§ **Requirement**: Continue the article on corporate legacy systems and cybersecurity from its last sentence.

§ **Passage**:
——————

Corporate Legacy Systems in the Face of Today’s Cybersecurity Dilemma
Companies today are very aware of malware, and they accept that a wrong mistake in their cybersecurity preparations can spell an end to their businesses. There is a school of thought that will forever be embedded into the minds of many people in the business, that computer virus comes with its corresponding files that serve as its footprints. Antivirus products are set to scan hard drives and memory for malicious codes.
Unfortunately for many, a virus infection doesn’t always leave traces behind. An enemy that cannot be seen is very difficult to take down, let alone prevent future infections with. A minority of all malware created are fileless-types, such malware does not write files on the disk to operate, they can exist in memory for extended periods of time. As a typical anti-malware scans files for infection, they can never detect a fileless virus.
At the moment, companies desire to strike a reasonable balance between cyberdefense spending and good enough security infrastructure. If they underspend, a false sense of security environment can persist while overspending may cause a lot of money for a company, especially if it is just an SME (Small and Medium Enterprise). Designing security infrastructure is often an afterthought. But, with the regularity of security breaches impacting an array of industries, it’s now more of an imperative to build security into designs early on. The regular stream of hacking headlines should be evidence enough that design security can’t be overlooked.

——————

§ **Record set**:
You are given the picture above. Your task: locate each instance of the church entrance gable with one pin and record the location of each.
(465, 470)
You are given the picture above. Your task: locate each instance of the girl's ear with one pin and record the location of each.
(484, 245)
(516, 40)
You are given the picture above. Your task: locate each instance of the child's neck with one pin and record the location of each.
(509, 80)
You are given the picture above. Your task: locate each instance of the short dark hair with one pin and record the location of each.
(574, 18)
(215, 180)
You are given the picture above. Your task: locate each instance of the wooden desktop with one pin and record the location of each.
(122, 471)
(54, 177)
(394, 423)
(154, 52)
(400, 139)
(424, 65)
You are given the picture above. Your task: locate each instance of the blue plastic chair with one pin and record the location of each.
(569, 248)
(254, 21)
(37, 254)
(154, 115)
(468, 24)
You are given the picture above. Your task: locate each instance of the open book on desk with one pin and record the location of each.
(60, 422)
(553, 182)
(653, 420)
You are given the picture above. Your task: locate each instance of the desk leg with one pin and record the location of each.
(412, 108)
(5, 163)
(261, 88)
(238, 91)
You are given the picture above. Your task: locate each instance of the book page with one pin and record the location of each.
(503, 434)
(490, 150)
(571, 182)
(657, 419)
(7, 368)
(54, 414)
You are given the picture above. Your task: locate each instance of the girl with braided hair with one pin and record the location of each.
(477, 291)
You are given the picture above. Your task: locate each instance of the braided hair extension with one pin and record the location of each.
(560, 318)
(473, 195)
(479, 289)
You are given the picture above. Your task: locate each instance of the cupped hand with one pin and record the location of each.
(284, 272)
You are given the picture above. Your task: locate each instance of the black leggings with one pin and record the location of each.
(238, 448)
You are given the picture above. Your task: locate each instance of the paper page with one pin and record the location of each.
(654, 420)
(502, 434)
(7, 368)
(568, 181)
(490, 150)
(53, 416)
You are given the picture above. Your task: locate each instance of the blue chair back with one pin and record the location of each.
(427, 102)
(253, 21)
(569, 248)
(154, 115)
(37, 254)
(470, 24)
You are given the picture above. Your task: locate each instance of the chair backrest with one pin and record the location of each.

——————

§ **Solved problem**:
A related and even more difficult dilemma exists for companies that continue to use software that has known security vulnerabilities, but which the manufacturer no longer supports with patches – for example, this is the case for Windows XP and Vista. To eliminate security risks, such companies may have little choice but to upgrade to new software, which involves both greater expense and greater implementation difficulties than the application of a patch.
In that case, there will be no patch to install. But the lack of a patch will not necessarily excuse the company from liability. The most likely scenario is this. A piece of malware is released that exploits “feature X” flaw that can be found in both a current software product and in that product’s no-longer supported earlier versions. A company using the earlier version falls prey to the malware because no patch has been released.
A somewhat harder question is how quickly patches should be implemented. In part that will depend on the size of the vulnerability and the urgency of the software developer’s recommendation that the patch be installed. But it will also depend on experience. In particular, the speed with which past vulnerabilities have been turned into worms, viruses, or other malware.
As a result, there is a growing tension between the need to patch increasingly rapidly and the patch deployment difficulties discussed above. These deployment issues may themselves raise security and operational issues; courts and policymakers will need to balance such competing considerations in deciding how quickly companies can reasonably be expected to apply security patches.